### PETUNJUK LATIHAN
Cetak tanpa perubahan bagian kutipan tentang integritas dalam praktik Firman Allah, dimulai dari "Hendaknya kita tetap" dan berakhir pada "dari kata ‘integritas’?".

### KUTIPAN YANG DISEDIAKAN
┄┄┄┄┄┄┄┄┄┄

Hendaknya kita tetap memercayai Firman Tuhan yang kita dengar untuk dihayati walau Injil Lukas ditulis ribuan tahun lalu (60 M). Kali ini Firman-Nya bertemakan “Praktik Firman Allah yang berintegritas”.
Apa arti dari kata ‘integritas’?
Jujur, lurus, tidak neko-neko, kepaduan, kesatuan, keharmonian, keutuhan, keterbukaan, tidak ada yang disembunyikan, apa adanya.
Jadi Firman Allah tidak hanya untuk didengar tetapi harus dipraktikkan dengan jujur dan apa adanya dalam keseharian hidup. Yakobus, saudara Yesus, mengingatkan supaya kita menjadi pelaku Firman bukan hanya pendengar saja sebab jika tidak, kita menipu diri sendiri (Yak. 1:22).

┄┄┄┄┄┄┄┄┄┄

### MATERI HASIL EKSTRAKSI
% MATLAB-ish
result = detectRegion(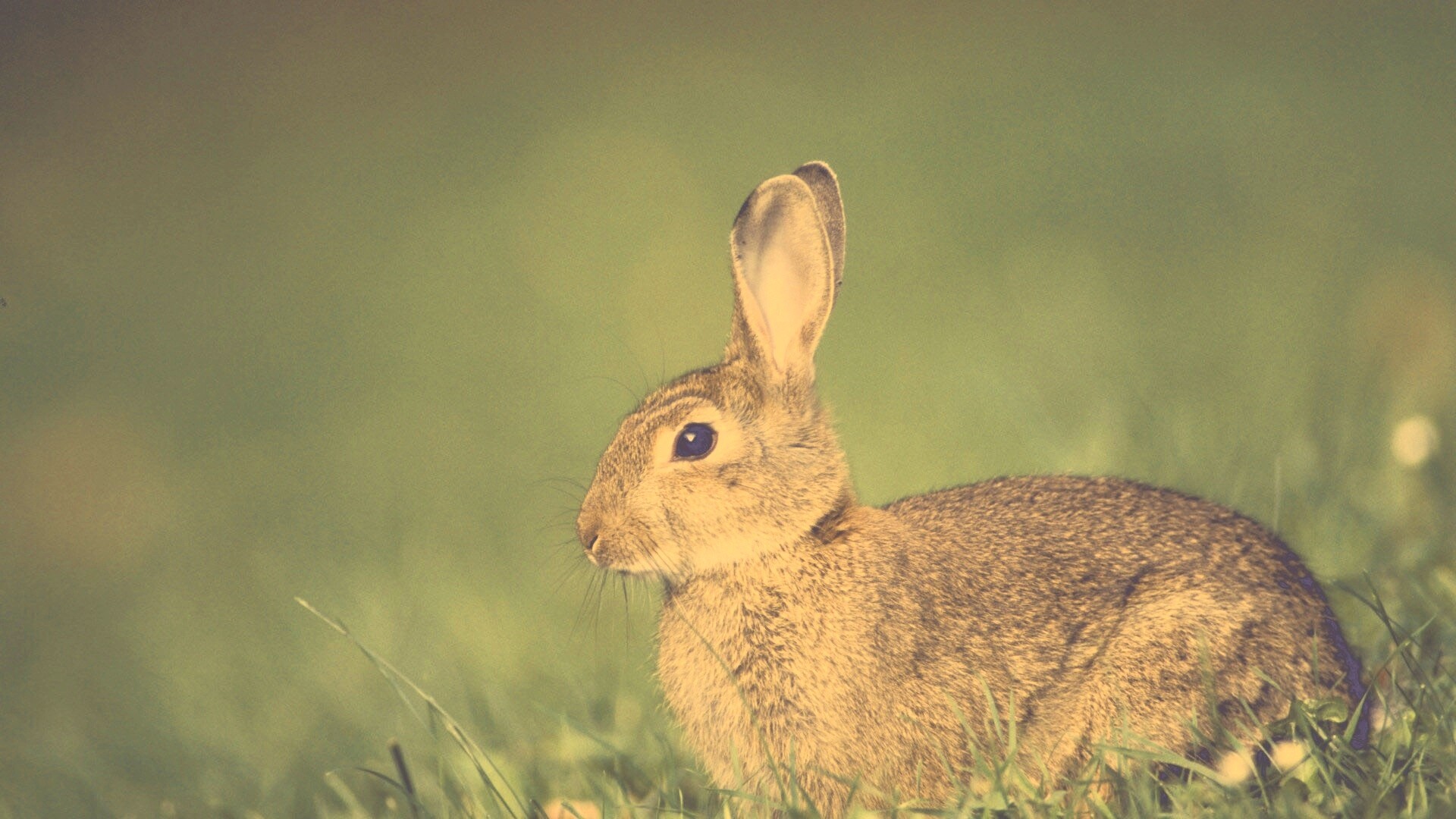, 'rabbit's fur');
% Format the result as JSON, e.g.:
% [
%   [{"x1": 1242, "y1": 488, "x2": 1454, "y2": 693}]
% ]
[{"x1": 578, "y1": 163, "x2": 1363, "y2": 814}]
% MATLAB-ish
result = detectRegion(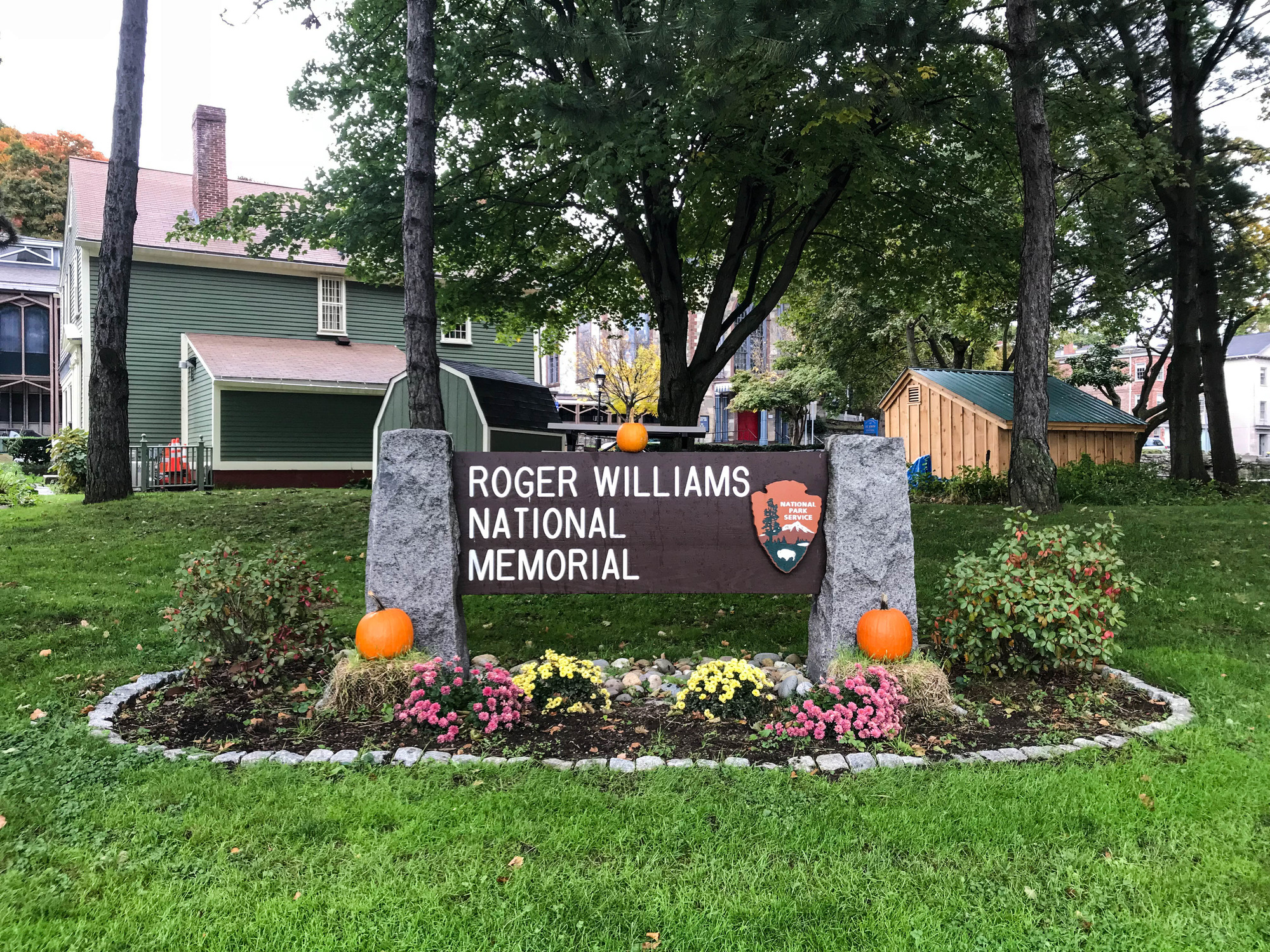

┄┄┄┄┄┄┄┄┄┄

### JAWABAN TERTULIS
Hendaknya kita tetap memercayai Firman Tuhan yang kita dengar untuk dihayati walau Injil Lukas ditulis ribuan tahun lalu (60 M). Kali ini Firman-Nya bertemakan “Praktik Firman Allah yang berintegritas”.
Apa arti dari kata ‘integritas’?